====== RECORD SET

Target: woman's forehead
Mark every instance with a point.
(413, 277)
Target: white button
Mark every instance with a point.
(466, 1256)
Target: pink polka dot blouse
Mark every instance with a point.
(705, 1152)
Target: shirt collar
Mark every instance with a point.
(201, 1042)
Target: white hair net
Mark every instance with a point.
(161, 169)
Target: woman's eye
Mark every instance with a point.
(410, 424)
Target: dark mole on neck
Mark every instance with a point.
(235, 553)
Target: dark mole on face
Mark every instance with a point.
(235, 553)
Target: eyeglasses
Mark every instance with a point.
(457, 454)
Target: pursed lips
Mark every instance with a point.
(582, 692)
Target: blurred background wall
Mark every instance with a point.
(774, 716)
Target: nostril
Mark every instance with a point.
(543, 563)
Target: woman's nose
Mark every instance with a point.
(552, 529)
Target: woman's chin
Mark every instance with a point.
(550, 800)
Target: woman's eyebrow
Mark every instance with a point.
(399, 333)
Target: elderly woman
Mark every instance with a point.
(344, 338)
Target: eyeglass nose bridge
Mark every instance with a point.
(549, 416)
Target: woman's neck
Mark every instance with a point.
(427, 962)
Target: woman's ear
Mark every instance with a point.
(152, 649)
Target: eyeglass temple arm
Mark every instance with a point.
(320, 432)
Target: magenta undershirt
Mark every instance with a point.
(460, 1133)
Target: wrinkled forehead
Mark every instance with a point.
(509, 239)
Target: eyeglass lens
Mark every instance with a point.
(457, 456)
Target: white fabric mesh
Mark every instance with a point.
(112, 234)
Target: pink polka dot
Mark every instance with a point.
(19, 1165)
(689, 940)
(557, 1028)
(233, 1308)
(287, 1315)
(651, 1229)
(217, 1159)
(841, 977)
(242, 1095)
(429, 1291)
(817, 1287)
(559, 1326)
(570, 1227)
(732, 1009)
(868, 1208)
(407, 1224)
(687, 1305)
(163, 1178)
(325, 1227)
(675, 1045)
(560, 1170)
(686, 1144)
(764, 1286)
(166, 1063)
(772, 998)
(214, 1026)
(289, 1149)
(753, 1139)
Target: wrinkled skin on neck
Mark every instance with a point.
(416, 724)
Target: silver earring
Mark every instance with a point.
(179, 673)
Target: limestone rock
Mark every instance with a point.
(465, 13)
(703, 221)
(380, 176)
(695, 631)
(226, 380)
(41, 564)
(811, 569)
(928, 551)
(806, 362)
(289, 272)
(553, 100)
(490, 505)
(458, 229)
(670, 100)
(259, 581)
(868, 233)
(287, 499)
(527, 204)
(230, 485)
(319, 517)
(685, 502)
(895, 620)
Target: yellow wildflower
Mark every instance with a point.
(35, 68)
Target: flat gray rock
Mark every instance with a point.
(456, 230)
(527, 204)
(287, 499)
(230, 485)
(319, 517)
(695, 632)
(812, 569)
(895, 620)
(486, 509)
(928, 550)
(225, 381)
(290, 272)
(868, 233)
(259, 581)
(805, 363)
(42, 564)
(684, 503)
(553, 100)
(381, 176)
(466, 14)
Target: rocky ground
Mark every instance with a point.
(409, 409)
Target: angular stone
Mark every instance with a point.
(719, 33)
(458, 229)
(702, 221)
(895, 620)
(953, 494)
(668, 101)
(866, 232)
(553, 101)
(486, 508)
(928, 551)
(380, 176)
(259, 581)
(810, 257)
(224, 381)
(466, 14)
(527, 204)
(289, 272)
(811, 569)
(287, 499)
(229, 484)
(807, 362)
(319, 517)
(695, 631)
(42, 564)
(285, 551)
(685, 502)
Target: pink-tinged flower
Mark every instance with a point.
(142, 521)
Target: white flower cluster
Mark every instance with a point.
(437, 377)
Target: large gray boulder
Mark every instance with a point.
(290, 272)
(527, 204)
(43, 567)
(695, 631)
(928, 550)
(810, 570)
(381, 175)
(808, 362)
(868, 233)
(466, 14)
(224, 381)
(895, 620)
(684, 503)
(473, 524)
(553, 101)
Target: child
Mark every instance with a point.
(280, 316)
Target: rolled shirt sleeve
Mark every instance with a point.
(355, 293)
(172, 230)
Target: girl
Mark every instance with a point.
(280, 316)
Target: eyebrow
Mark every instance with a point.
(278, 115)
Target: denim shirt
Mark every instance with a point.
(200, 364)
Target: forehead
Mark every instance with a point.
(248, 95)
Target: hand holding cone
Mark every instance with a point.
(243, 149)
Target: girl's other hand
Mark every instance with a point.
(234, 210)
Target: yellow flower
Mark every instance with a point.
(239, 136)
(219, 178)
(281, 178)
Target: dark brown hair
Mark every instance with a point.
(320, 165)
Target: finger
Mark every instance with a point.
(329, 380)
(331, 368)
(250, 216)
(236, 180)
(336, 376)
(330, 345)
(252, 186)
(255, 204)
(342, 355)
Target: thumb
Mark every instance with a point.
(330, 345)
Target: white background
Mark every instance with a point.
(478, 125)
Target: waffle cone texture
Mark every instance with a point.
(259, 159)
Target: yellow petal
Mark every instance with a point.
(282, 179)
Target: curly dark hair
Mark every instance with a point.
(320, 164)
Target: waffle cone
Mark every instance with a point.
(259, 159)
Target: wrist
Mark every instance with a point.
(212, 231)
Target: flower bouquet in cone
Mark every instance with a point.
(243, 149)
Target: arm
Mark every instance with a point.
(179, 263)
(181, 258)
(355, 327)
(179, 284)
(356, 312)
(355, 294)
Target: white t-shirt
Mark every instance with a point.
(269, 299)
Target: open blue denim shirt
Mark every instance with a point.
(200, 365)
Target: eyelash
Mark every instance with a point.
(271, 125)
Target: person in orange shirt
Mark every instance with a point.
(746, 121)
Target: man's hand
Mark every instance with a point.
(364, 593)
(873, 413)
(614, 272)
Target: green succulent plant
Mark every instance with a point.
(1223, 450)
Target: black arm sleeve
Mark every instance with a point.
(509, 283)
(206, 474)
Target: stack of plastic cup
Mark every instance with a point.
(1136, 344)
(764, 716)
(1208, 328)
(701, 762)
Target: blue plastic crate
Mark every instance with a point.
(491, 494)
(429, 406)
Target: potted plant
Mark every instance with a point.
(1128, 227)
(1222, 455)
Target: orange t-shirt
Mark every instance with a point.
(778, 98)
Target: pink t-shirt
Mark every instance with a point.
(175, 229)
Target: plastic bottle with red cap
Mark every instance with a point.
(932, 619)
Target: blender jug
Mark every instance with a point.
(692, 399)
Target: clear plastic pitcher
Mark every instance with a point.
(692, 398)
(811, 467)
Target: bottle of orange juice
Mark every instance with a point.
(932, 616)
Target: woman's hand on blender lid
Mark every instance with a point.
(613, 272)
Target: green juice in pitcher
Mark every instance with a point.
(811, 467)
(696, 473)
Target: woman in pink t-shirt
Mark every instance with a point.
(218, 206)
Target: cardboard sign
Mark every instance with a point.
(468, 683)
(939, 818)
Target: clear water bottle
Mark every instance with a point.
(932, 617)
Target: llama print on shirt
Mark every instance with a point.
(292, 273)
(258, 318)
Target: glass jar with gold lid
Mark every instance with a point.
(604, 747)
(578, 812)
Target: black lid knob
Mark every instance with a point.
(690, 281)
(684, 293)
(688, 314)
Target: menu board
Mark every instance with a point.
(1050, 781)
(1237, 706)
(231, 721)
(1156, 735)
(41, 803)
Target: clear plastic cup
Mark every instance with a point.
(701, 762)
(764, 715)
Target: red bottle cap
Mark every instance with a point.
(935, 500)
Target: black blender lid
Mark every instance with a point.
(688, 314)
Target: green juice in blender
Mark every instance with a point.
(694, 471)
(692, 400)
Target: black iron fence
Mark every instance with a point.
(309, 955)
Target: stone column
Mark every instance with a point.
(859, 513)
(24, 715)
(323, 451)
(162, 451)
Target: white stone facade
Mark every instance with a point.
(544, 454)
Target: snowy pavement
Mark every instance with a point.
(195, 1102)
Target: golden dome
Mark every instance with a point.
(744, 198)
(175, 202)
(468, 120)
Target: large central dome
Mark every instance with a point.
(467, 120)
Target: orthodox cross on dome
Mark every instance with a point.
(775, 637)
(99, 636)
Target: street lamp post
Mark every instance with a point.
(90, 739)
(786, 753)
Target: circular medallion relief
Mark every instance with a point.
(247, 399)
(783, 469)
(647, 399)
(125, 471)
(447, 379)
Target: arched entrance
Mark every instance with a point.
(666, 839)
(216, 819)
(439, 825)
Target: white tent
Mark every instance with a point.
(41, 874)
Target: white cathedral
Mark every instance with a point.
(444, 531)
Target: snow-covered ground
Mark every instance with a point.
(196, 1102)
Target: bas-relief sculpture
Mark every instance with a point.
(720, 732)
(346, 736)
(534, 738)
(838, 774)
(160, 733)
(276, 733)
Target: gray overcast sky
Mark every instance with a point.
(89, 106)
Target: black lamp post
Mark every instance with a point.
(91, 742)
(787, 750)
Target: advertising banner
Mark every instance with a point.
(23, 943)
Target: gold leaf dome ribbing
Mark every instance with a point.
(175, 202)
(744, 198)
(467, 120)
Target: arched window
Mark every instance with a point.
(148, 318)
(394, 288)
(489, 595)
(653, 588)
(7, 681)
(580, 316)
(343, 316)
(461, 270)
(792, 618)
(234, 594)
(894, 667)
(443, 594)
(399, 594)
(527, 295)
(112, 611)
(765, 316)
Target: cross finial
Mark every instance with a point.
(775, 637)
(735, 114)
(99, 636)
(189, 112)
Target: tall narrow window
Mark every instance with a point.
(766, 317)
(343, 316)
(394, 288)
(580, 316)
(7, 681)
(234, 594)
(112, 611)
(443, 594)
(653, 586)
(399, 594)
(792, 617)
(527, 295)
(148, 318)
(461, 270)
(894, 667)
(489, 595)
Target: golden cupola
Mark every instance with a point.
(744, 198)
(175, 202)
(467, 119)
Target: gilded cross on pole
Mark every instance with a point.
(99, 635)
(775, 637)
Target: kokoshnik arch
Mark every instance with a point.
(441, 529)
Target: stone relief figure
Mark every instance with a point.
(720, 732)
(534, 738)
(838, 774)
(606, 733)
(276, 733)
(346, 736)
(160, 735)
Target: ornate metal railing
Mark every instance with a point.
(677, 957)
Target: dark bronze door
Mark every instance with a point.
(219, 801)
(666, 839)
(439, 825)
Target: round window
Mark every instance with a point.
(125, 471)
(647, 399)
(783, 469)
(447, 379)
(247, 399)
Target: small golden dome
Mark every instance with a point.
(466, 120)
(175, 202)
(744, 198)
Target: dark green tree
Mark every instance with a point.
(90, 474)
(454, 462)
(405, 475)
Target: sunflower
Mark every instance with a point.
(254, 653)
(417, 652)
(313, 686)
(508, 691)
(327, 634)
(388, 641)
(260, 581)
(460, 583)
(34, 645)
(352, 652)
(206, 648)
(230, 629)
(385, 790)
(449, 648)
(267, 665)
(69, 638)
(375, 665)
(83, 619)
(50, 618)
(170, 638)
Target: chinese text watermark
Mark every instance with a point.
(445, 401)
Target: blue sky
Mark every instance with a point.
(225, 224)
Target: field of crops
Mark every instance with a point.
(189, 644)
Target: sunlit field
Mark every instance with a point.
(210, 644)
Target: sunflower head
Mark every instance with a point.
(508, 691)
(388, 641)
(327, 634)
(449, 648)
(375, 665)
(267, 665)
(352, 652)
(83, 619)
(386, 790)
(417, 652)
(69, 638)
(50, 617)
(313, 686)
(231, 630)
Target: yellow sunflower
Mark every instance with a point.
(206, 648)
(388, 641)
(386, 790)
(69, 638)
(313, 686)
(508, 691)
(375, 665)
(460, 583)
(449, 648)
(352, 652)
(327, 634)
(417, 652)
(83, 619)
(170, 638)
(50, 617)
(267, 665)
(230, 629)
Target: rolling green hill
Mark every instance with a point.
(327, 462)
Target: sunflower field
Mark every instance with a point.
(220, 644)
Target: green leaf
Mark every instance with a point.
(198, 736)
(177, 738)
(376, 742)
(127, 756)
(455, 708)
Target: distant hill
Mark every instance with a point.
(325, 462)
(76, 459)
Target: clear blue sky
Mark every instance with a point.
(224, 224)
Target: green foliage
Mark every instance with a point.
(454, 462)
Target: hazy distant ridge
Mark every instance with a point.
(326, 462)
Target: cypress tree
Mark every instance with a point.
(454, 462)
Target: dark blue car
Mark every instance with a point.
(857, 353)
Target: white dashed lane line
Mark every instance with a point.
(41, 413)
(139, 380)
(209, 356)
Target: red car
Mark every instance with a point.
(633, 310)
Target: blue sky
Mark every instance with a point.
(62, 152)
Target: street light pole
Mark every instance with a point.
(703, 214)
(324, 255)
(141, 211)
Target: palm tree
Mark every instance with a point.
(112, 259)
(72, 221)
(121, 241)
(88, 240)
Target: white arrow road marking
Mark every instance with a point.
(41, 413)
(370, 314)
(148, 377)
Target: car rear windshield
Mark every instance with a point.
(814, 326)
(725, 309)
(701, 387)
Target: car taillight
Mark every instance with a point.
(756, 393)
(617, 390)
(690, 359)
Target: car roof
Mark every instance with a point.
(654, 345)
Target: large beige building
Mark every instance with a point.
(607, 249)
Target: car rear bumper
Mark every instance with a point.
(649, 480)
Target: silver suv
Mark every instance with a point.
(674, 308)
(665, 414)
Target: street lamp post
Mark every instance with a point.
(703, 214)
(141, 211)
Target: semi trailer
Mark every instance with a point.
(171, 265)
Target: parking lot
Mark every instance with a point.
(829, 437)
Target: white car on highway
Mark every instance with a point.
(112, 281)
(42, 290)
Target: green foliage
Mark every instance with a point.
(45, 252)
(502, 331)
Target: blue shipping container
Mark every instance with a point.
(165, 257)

============

REQUIREMENT
Nothing but the lines from the line with "Target: car rear windshield" to the last line of the listing above should appear; please retype them exactly, both ends included.

SOLUTION TO THIS PROBLEM
Target: car rear windshield
Mark every instance with a point.
(814, 326)
(725, 309)
(701, 387)
Target: car taillight
Mark every instance with a point.
(756, 393)
(617, 390)
(690, 359)
Target: car roof
Mark every instance with a point.
(654, 345)
Target: large beige building
Mark every instance with a point.
(607, 249)
Target: car rear bumper
Mark every instance with a point.
(649, 480)
Target: silver suv
Mark every instance with a point.
(674, 308)
(665, 414)
Target: street lamp post
Mark every instance with a point.
(703, 214)
(141, 211)
Target: semi trailer
Mark every instance with a point.
(171, 265)
Target: parking lot
Mark every instance with a point.
(829, 437)
Target: white car on highway
Mark every instance with a point.
(112, 281)
(42, 290)
Target: green foliage
Mark every instance with a point.
(45, 252)
(502, 331)
Target: blue shipping container
Mark every instance with a point.
(165, 257)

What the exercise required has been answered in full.